Material supplied:

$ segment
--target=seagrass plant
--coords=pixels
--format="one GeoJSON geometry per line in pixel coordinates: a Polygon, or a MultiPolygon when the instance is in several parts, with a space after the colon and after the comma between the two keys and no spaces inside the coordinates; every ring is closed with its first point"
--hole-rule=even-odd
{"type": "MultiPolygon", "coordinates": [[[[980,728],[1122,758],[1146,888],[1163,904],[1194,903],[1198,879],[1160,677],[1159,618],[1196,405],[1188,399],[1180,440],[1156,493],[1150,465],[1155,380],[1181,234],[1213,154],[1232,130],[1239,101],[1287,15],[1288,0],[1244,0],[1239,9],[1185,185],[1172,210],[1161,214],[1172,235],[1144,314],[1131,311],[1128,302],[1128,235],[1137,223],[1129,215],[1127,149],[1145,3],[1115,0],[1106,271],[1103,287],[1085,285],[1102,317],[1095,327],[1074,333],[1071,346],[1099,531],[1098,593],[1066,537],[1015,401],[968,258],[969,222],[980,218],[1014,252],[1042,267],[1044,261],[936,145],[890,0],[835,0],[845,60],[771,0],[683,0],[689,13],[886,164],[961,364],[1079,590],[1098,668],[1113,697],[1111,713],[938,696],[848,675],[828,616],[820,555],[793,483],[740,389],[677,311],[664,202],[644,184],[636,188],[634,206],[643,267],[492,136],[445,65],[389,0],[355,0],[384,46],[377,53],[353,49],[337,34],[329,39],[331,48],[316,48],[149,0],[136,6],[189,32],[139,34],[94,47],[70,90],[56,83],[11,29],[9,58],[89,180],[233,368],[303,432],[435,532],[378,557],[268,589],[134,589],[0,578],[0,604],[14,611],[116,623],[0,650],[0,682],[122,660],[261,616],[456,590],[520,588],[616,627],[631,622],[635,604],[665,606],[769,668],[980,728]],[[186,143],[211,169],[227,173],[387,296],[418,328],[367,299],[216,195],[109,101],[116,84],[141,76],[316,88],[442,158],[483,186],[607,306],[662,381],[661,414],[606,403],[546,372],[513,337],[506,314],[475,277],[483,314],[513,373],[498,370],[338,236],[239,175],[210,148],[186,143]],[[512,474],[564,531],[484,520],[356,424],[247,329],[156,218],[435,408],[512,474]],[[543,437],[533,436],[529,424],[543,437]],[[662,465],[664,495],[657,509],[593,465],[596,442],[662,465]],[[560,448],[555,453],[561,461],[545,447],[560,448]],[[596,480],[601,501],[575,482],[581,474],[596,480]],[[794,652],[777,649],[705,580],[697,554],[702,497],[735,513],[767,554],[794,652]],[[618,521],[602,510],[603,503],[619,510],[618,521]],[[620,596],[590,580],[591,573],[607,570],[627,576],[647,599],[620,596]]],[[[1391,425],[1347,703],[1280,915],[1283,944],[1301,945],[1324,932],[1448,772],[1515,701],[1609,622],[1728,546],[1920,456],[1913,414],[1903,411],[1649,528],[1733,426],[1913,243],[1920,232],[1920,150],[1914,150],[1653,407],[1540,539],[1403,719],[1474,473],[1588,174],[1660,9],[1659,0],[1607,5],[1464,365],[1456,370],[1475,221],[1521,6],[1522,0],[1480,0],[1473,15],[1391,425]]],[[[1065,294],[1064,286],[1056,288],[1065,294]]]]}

What is being asked: Retype the entries in full. Keep every line identical.

Result for this exercise:
$ segment
--target=seagrass plant
--coords=pixels
--format="one GeoJSON geometry per line in pixel coordinates: a Polygon, or a MultiPolygon when the instance is in several parts, with a space after the colon and after the comma between the two keys and no spaces inside the coordinates; every ring is closed with its first point"
--hole-rule=even-odd
{"type": "MultiPolygon", "coordinates": [[[[980,728],[1122,758],[1146,888],[1163,904],[1194,903],[1198,879],[1160,677],[1159,618],[1196,405],[1188,399],[1180,440],[1156,493],[1150,465],[1155,380],[1181,234],[1213,154],[1232,130],[1239,101],[1287,15],[1288,0],[1244,0],[1239,9],[1185,185],[1172,210],[1161,214],[1172,235],[1144,314],[1131,311],[1128,302],[1128,235],[1137,223],[1129,215],[1127,149],[1145,3],[1115,0],[1106,271],[1103,287],[1085,285],[1102,317],[1095,327],[1074,333],[1071,346],[1099,531],[1098,593],[1066,537],[1015,401],[968,258],[969,222],[980,218],[1014,252],[1042,267],[1044,261],[936,145],[890,0],[835,0],[845,60],[771,0],[683,0],[689,13],[886,164],[961,364],[1079,590],[1098,668],[1113,697],[1111,713],[938,696],[848,675],[828,616],[820,555],[793,483],[740,389],[677,311],[664,202],[644,184],[636,188],[634,206],[643,267],[492,136],[445,65],[389,0],[355,0],[384,46],[377,53],[353,49],[337,34],[329,39],[331,48],[316,48],[149,0],[136,6],[189,32],[139,34],[94,47],[70,90],[56,83],[11,29],[9,58],[89,180],[233,368],[303,432],[435,532],[378,557],[268,589],[134,589],[0,578],[0,604],[14,611],[116,623],[0,650],[0,682],[122,660],[261,616],[456,590],[520,588],[616,627],[631,622],[635,604],[665,606],[769,668],[980,728]],[[186,143],[211,169],[227,173],[387,296],[418,328],[367,299],[216,195],[109,101],[116,84],[141,76],[316,88],[442,158],[483,186],[607,306],[662,381],[661,414],[606,403],[546,372],[513,337],[506,314],[475,277],[483,314],[513,373],[498,370],[338,236],[239,175],[210,148],[186,143]],[[512,474],[564,531],[484,520],[356,424],[247,329],[156,218],[435,408],[512,474]],[[543,437],[533,436],[529,424],[543,437]],[[662,465],[664,495],[657,509],[593,465],[596,442],[662,465]],[[560,448],[555,453],[561,461],[545,447],[560,448]],[[596,480],[601,501],[575,482],[581,474],[596,480]],[[794,652],[777,649],[705,580],[697,554],[702,497],[735,513],[767,554],[794,652]],[[618,521],[602,510],[603,503],[619,510],[618,521]],[[620,596],[590,580],[591,573],[607,570],[627,576],[647,599],[620,596]]],[[[1391,425],[1347,703],[1280,915],[1283,944],[1301,945],[1324,932],[1448,772],[1515,701],[1609,622],[1728,546],[1920,456],[1913,414],[1903,411],[1649,528],[1733,426],[1913,243],[1920,232],[1920,150],[1914,150],[1653,407],[1540,539],[1403,719],[1474,473],[1588,174],[1660,9],[1659,0],[1607,5],[1464,365],[1456,370],[1475,221],[1521,6],[1522,0],[1480,0],[1473,15],[1391,425]]],[[[1065,294],[1064,286],[1056,288],[1065,294]]]]}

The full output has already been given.